(Object position labeling items)
+ + + +

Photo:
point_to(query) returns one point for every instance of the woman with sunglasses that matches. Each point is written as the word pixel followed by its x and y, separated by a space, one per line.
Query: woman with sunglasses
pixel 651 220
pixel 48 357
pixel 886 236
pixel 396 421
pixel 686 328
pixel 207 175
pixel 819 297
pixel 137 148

+ + + +

Given problem:
Can you write out every line of the items above, word for word with no changes?

Solution for this problem:
Photo:
point_to(query) returns one point for every instance of the woman with sunglasses that matches. Each point is written as the word pixel followed by its x and y, separated by a space, one per line.
Query: woman with sunglasses
pixel 651 220
pixel 48 357
pixel 886 236
pixel 396 421
pixel 686 328
pixel 207 175
pixel 819 297
pixel 137 148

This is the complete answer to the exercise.